* begin DATA SUPPLIED *
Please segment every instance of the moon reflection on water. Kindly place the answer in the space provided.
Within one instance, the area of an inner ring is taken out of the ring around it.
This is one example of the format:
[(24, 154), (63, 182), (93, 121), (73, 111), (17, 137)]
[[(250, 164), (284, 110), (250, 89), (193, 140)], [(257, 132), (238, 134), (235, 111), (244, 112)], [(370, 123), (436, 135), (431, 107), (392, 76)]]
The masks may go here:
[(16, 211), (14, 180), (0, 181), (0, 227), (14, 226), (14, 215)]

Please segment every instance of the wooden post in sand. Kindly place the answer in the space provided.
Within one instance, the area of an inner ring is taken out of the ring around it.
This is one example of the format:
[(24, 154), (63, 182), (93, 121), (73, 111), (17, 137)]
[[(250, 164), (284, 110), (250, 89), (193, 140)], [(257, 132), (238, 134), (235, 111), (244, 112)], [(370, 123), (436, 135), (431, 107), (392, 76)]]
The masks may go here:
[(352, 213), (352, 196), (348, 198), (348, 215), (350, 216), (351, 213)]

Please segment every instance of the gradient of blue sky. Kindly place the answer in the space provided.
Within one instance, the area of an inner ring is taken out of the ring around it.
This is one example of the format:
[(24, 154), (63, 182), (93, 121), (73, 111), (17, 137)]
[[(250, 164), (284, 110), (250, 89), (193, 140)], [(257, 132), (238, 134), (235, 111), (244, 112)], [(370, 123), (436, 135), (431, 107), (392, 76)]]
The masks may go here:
* end DATA SUPPLIED *
### [WHAT THE EXERCISE ASKS]
Recite the full listing above exactly.

### [COMPLETE OUTPUT]
Please segment every instance of the moon reflection on water. Kindly place the answer in the space provided.
Within one instance, the area of an inner ring is taken out of the ring around it.
This is one example of the format:
[(24, 154), (63, 182), (93, 121), (73, 111), (17, 137)]
[[(250, 164), (284, 110), (250, 89), (193, 140)], [(257, 132), (238, 134), (235, 111), (244, 112)], [(370, 123), (436, 135), (431, 107), (392, 76)]]
The masks may go here:
[(16, 211), (14, 180), (0, 181), (0, 227), (14, 226), (14, 215)]

Please segment every instance of the wooden post in sand. Kindly place the answer in the space provided.
Within one instance, the area of an inner ring is taken out of the ring around it.
This is one example of the format:
[(24, 154), (63, 182), (93, 121), (73, 111), (17, 137)]
[[(250, 164), (284, 110), (250, 89), (193, 140)], [(257, 132), (238, 134), (235, 111), (244, 112)], [(370, 123), (436, 135), (431, 107), (392, 76)]]
The masks may go here:
[(352, 213), (352, 196), (348, 198), (348, 215), (350, 216), (351, 213)]

Please segment every instance of the gradient of blue sky. Kindly place the answer in the space provided.
Within one instance, the area of an inner ring is taken out of the ring around it.
This is one example of the format:
[(24, 154), (63, 182), (93, 121), (73, 111), (17, 137)]
[[(250, 164), (284, 110), (250, 89), (193, 140)], [(257, 132), (238, 134), (235, 111), (244, 112)], [(370, 123), (436, 135), (431, 107), (392, 76)]]
The masks may go here:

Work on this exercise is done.